§ Supplied material:

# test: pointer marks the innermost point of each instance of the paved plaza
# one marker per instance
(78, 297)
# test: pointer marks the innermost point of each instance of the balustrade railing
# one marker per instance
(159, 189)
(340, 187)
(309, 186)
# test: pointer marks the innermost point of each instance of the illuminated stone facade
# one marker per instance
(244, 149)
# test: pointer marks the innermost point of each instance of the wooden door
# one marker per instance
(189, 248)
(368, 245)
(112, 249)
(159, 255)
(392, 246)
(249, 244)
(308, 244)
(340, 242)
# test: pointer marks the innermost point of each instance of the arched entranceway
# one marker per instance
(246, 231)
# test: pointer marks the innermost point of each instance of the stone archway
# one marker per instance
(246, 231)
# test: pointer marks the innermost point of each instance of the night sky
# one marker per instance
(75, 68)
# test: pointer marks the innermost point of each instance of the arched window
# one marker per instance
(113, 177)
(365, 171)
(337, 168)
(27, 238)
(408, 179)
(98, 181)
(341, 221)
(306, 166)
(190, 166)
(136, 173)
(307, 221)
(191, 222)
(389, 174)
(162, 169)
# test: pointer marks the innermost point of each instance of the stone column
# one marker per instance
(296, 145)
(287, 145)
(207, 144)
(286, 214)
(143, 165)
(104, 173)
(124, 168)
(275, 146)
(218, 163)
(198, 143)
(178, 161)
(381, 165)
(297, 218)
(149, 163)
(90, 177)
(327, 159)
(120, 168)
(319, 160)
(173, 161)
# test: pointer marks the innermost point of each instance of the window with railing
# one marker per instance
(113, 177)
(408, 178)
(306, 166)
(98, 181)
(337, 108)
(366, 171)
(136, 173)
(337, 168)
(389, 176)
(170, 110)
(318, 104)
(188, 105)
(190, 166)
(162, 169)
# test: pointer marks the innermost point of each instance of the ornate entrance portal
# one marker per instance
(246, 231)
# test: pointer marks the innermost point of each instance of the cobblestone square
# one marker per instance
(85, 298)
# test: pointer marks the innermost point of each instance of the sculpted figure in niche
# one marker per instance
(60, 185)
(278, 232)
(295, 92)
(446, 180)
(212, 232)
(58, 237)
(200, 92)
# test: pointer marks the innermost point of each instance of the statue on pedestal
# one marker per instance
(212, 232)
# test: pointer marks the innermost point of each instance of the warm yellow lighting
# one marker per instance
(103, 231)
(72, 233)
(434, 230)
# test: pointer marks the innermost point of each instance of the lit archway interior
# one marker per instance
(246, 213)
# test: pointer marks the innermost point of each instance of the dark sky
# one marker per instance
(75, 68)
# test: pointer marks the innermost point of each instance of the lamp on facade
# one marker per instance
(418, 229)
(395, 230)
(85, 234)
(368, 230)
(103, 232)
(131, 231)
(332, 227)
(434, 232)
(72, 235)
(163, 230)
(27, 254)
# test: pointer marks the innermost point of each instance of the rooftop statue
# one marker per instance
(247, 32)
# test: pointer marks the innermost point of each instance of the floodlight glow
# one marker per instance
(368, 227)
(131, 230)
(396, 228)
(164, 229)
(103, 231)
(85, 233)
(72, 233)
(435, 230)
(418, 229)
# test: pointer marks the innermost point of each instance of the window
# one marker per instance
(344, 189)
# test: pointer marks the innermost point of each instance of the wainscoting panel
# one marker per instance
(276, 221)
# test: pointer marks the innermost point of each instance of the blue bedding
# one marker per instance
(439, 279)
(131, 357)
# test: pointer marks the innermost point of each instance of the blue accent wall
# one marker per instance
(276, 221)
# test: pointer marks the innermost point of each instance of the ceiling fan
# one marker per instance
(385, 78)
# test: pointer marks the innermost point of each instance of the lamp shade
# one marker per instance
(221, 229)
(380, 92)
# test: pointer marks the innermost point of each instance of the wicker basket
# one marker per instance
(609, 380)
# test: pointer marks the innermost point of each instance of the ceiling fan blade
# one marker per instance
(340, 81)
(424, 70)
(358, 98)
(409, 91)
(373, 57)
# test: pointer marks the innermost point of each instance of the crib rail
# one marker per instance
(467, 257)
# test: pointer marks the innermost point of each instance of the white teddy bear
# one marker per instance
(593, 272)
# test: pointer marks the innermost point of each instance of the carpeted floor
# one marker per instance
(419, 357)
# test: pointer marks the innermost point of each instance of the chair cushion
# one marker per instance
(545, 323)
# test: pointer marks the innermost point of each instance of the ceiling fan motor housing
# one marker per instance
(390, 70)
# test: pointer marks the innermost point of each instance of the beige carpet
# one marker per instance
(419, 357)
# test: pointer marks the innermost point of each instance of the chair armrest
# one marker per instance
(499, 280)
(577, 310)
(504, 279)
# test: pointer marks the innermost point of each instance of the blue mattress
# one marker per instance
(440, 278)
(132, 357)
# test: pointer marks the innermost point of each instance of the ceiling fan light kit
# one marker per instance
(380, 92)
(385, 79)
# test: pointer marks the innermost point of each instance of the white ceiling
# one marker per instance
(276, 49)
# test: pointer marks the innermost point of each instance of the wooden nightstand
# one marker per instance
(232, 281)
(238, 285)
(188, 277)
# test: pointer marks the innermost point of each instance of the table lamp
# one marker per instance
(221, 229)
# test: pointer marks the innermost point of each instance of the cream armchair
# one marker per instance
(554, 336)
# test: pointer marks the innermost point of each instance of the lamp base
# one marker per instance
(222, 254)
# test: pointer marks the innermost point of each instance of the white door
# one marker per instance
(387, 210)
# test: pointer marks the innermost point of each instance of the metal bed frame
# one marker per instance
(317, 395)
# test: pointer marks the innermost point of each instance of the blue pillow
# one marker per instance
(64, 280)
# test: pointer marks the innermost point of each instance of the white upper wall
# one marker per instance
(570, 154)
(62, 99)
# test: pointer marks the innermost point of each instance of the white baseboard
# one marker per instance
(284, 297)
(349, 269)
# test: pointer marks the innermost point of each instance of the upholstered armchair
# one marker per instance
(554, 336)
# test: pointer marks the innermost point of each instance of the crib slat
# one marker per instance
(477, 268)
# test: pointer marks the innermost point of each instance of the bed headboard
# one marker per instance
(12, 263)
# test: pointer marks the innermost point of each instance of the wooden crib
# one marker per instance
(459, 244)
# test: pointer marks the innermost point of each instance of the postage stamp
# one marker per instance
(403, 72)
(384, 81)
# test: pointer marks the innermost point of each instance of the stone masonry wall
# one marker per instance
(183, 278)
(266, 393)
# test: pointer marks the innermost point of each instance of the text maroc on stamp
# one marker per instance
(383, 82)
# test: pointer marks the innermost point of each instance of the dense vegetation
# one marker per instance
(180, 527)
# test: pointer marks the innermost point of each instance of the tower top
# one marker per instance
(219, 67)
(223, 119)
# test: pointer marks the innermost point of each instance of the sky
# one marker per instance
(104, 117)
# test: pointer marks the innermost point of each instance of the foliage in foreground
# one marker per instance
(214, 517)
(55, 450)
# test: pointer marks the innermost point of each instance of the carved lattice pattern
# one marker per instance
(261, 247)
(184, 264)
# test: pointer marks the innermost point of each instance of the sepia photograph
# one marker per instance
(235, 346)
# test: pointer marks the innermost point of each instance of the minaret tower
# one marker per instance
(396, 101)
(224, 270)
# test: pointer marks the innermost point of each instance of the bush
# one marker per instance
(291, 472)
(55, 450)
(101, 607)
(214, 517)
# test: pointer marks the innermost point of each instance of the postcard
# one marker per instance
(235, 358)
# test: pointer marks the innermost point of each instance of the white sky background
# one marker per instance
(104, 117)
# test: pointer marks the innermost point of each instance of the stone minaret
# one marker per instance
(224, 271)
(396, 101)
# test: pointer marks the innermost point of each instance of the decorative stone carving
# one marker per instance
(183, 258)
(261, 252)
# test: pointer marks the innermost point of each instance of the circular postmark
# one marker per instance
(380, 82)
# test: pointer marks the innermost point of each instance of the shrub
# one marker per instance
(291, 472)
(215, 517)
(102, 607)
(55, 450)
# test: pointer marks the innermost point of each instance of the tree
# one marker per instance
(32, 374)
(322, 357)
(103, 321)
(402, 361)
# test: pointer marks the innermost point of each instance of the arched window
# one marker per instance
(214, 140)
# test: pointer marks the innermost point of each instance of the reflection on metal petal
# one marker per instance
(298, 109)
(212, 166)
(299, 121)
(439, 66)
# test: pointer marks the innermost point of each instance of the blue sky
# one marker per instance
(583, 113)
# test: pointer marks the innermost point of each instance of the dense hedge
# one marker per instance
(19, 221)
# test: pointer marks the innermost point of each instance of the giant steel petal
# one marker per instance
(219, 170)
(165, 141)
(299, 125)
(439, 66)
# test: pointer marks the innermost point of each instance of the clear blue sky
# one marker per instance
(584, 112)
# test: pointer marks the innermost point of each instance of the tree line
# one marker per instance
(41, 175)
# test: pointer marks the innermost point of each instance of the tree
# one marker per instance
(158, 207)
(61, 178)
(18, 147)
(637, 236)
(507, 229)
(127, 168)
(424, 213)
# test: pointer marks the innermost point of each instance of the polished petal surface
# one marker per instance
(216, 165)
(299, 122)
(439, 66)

§ Goal of the exercise:
Quote, word for word, every line starting at the one that contains "on metal petal" and ending with the final line of the entries.

§ Answer to this task:
# test: pointer marks the innermost point of each instance of the reflection on metal petal
# one marker per instance
(298, 109)
(212, 166)
(299, 121)
(439, 66)
# test: pointer marks the innermost point of each instance of the blue sky
# one marker per instance
(583, 113)
# test: pointer marks the innermost point of each instance of the dense hedge
# one marker per instance
(19, 221)
# test: pointer marks the innermost point of each instance of the giant steel petal
# one marker per instance
(219, 170)
(165, 141)
(299, 125)
(439, 66)
# test: pointer marks the innermost point of each instance of the clear blue sky
# one marker per instance
(584, 112)
# test: pointer marks the innermost point of each instance of the tree line
# one marker per instance
(41, 175)
# test: pointer marks the innermost point of each instance of the tree
# one marker per instance
(158, 207)
(61, 178)
(18, 147)
(637, 236)
(507, 229)
(127, 168)
(424, 213)
# test: pointer marks the innermost point of each instance of the polished petal surface
# one marker per instance
(216, 165)
(299, 122)
(439, 66)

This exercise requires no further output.